Work required:
Pick out every line in the items below that contains the string "shirt", and copy each one. Matching is case-sensitive.

Task inputs:

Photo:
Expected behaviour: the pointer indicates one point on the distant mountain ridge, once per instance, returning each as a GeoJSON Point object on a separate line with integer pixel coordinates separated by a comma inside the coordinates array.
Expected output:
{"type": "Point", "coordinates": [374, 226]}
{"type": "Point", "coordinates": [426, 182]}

---

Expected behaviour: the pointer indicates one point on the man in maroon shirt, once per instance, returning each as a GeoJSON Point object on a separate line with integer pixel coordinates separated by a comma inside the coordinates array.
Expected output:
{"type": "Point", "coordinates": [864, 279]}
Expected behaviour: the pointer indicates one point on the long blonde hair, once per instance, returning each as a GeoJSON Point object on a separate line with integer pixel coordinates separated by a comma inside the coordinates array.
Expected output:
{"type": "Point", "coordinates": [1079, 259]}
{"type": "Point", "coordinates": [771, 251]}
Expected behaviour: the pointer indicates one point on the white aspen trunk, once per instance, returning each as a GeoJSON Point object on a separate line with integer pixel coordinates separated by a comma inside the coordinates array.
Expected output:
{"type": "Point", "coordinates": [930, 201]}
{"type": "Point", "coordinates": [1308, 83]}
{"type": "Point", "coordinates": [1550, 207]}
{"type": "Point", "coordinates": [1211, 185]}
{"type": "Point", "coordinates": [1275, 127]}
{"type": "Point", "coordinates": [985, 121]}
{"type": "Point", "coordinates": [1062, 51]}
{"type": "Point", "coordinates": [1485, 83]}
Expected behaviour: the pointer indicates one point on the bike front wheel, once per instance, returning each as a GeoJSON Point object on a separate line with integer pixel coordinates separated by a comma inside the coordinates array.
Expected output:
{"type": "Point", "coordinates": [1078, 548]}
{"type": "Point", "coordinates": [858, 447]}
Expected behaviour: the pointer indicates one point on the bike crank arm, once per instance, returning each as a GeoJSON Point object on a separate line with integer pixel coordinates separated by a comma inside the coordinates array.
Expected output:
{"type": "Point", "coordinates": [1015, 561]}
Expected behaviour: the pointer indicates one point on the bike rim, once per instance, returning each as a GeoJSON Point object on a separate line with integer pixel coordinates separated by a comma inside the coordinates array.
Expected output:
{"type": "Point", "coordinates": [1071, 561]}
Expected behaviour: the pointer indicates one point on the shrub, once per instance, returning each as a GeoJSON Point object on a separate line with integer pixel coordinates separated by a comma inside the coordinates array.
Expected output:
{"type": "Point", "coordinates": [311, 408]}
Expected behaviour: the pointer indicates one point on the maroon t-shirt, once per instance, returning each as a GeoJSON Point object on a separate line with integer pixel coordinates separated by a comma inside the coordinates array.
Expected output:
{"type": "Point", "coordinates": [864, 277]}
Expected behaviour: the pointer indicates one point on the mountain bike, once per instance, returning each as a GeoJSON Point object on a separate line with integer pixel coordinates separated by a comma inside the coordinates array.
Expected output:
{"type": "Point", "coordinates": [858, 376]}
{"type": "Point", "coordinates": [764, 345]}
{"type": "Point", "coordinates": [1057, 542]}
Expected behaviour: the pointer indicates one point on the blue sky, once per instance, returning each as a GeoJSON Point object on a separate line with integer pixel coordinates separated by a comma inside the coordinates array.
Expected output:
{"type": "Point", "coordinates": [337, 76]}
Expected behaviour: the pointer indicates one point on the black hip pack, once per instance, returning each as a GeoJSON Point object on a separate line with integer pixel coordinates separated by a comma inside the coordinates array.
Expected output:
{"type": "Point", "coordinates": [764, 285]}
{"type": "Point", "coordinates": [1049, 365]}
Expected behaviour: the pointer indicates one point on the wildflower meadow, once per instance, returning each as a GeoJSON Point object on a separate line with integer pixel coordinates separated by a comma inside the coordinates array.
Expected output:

Solution to this problem:
Expected behaviour: the pointer indicates one point on the man in maroon shirt, once per instance, returning each as a GeoJSON Point object on a separate line with integer pixel coordinates separated by a comma inside the coordinates array.
Expected behaviour: the pointer indicates one point on the maroon t-shirt, once per instance, returning each as a GeoJSON Point object on a separate line with integer pixel coordinates separated by a comma inside the coordinates array.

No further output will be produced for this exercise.